ANAMNESIS
Exercice périlleux
Une équipe de tournage tente d’approcher la personnalité d’un meurtrier emprisonné, Stefan S., condamné à perpétuité, et ayant déjà servi près de 12 ans à la prison de Brandenburg. Celui-ci refusant que l’on voit son visage, deux marionnettistes sont embauchées pour rejouer certaines scènes avec une poupée de la taille d’un enfant. Mais peut-on vraiment saisir qui est vraiment cet homme ?
Comment approcher la psyché d’un tueur ? Ou comment objectiver la représentation que l’on se fait de celui-ci ? En réinterprétant des rencontres avec Stefan S., à l’aide d’une voix-off commentant par exemple une promenade en forêt avec lui (sa première sortie accompagné depuis son incarcération), ou de scènes de thérapie rejouées avec une marionnette à l’étrange aspect d’un enfant, Chris Wright et Stefan Kolbe tentent de répondre a cette difficile question. Intercalant des interviews d’un psychiatre l’ayant eu comme patient et les paroles du prisonnier lui-même, les documentaristes tentent de décrypter son sentiment de culpabilité, découvrant au passage des éléments tus ou oubliés. Mais ils gardent cependant sous le coude l’énoncé du jugement, afin de laisser le spectateur se faire sa propre idée.

→ **Lignes extraites**

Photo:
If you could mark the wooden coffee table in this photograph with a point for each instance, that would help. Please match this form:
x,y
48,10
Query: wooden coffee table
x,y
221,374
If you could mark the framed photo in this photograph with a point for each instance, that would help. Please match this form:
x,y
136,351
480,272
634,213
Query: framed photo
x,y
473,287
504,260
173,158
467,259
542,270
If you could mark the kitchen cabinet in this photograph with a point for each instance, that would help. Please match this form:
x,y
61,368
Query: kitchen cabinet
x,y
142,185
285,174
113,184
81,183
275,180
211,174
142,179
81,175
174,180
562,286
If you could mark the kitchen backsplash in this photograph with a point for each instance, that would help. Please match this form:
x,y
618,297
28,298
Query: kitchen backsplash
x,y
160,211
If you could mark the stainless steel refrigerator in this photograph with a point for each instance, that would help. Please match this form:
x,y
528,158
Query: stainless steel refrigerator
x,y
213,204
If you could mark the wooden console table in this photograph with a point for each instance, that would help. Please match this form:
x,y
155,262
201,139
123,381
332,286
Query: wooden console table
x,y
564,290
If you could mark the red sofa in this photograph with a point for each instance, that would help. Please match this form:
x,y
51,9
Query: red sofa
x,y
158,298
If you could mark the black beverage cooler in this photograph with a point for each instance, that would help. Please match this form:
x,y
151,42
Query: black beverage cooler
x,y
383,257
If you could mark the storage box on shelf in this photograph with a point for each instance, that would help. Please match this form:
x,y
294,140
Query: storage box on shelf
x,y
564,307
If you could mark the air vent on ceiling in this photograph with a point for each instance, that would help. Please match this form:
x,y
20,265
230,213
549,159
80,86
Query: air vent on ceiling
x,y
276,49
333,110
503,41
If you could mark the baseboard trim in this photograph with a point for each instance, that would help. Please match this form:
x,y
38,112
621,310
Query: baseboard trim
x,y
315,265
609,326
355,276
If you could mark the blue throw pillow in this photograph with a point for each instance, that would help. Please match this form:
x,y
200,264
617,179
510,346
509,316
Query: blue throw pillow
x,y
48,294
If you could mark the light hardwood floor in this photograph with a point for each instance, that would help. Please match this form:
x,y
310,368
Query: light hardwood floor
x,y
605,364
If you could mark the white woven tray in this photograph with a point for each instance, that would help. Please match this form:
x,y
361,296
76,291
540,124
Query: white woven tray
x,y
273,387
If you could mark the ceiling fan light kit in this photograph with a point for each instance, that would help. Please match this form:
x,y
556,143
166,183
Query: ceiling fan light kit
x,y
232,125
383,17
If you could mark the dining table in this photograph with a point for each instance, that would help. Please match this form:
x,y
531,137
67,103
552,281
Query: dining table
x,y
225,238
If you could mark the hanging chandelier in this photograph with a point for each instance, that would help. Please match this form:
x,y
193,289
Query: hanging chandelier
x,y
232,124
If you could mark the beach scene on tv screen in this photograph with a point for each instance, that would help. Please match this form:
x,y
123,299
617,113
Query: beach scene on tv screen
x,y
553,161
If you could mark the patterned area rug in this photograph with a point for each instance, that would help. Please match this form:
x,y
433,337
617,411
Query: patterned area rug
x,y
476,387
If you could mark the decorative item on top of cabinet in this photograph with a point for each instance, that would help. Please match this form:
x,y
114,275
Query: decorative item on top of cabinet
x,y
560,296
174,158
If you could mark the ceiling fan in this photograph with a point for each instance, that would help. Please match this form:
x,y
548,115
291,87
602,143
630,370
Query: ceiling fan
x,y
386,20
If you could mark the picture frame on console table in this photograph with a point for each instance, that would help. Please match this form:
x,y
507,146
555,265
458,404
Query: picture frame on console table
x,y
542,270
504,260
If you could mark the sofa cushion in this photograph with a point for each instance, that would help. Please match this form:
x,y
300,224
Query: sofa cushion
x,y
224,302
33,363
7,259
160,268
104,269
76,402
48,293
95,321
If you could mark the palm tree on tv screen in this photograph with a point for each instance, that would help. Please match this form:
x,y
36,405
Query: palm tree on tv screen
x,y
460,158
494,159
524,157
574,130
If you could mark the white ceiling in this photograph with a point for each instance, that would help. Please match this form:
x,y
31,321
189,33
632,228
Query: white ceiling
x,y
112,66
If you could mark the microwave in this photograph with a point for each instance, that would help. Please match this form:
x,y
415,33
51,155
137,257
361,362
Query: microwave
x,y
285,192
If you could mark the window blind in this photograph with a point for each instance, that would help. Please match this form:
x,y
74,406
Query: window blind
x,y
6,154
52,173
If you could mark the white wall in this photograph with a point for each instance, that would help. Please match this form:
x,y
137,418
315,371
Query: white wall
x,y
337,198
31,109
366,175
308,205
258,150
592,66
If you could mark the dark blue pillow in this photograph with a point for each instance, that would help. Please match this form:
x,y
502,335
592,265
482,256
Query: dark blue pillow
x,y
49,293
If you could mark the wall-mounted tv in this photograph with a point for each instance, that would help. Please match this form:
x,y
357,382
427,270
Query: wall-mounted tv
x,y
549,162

→ **Consignes**
1) Pour chaque affirmation, dites si elle s'accorde avec la critique du documentaire en répondant par oui ou par non, puis citez les mots du texte qui tranchent. (a) Stefan S. a déjà passé près de 12 ans à la prison de Brandenburg. (b) Trois marionnettistes sont embauchées pour rejouer certaines scènes. (c) Les documentaristes dévoilent d'emblée l'énoncé du jugement.
2) Dans la critique du documentaire, remplacez « psychiatre » par « psychologue », puis recopiez le passage qui va de « Comment approcher la » à « sa propre idée. ».
3) Poursuivez la critique du documentaire après sa dernière phrase.
Les lignes forment un matériau distinct de la critique du documentaire.

→ **Corrigé**
1)
(a) Oui : « ayant déjà servi près de 12 ans à la prison de Brandenburg ».
(b) Non : « deux marionnettistes sont embauchées ».
(c) Non : « ils gardent cependant sous le coude l’énoncé du jugement ».

2)
Comment approcher la psyché d’un tueur ? Ou comment objectiver la représentation que l’on se fait de celui-ci ? En réinterprétant des rencontres avec Stefan S., à l’aide d’une voix-off commentant par exemple une promenade en forêt avec lui (sa première sortie accompagné depuis son incarcération), ou de scènes de thérapie rejouées avec une marionnette à l’étrange aspect d’un enfant, Chris Wright et Stefan Kolbe tentent de répondre a cette difficile question. Intercalant des interviews d’un psychologue l’ayant eu comme patient et les paroles du prisonnier lui-même, les documentaristes tentent de décrypter son sentiment de culpabilité, découvrant au passage des éléments tus ou oubliés. Mais ils gardent cependant sous le coude l’énoncé du jugement, afin de laisser le spectateur se faire sa propre idée.

3)
Pour mieux étayer leur démonstration, ils montrent à la fois les lieux de sortie, illustrant par des allégories certains passage de la vie de Stefan. Une fresque murale en relief, est ainsi longuement parcourue alors qu’on explore son enfance. Une école déserte et délabrée vient en renfort. Des usines servent à illustrer ses postes successifs, des banlieues pavillonnaires le rêve qui le mènera jusqu’au drame. Le choix de montrer des lieux vides pour représenter son univers carcéral (chaises disposées en rond pour la thérapie de groupe, fauteuils face à face pour les séances avec son psy, chaise unique disposée face à une fenêtre pour sa cellule, le tribunal examinant la remise en liberté sous tutelle…) paraît au final judicieux, l’homme se construisant dans son absence de contact réel avec les autres, par le discours, jusqu’à réinventer son passé pour mieux s’insérer et tisser une relation pas forcément désirée.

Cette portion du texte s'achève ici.